■ What you should do ■
Resize the records from the line containing "yellow parking line." through the line containing "[0,489,78,512]", and return only those lines. Write each one again with the request unchanged, and multiply every bounding-box coordinate in the answers by 1.85, rounding to whole numbers with halves rounded up.

■ Material for the task ■
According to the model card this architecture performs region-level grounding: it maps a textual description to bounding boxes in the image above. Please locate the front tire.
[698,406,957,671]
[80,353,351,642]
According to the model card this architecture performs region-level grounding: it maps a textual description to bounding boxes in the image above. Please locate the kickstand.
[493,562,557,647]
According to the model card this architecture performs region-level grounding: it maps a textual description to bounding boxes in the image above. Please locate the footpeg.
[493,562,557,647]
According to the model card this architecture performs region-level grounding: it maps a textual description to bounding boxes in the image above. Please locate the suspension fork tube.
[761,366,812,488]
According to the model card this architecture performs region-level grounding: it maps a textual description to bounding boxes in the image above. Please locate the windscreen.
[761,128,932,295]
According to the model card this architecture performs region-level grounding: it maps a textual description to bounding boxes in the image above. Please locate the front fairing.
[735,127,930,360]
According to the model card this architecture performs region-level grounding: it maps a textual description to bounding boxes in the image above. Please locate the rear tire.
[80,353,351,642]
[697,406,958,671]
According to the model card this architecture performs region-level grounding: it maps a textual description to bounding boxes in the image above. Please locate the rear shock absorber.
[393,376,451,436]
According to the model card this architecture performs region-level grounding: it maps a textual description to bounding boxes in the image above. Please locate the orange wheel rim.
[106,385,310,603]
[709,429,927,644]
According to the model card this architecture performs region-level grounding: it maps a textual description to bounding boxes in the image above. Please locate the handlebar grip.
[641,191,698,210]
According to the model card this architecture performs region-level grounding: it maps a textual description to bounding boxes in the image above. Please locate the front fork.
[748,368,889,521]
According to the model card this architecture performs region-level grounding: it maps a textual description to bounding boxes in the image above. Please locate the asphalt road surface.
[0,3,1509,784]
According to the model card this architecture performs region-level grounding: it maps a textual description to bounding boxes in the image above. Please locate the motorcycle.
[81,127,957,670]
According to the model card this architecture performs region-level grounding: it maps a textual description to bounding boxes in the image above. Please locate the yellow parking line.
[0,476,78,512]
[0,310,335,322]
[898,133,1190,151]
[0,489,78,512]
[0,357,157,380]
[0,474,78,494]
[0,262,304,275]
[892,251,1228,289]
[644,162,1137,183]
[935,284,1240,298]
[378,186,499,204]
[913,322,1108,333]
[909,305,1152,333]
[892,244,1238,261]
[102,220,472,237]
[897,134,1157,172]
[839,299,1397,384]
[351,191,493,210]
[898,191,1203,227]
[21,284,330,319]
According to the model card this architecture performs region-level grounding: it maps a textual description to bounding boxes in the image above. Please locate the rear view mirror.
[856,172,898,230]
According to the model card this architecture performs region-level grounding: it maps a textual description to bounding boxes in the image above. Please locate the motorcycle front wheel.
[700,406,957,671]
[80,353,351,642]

■ Solved exercise ■
According to the model card this architecture performs region-level grounding: it maps a textual description to bounding boxes in the image above. Please locate the yellow parking line.
[0,881,144,947]
[0,574,620,596]
[1661,246,2202,279]
[0,905,144,947]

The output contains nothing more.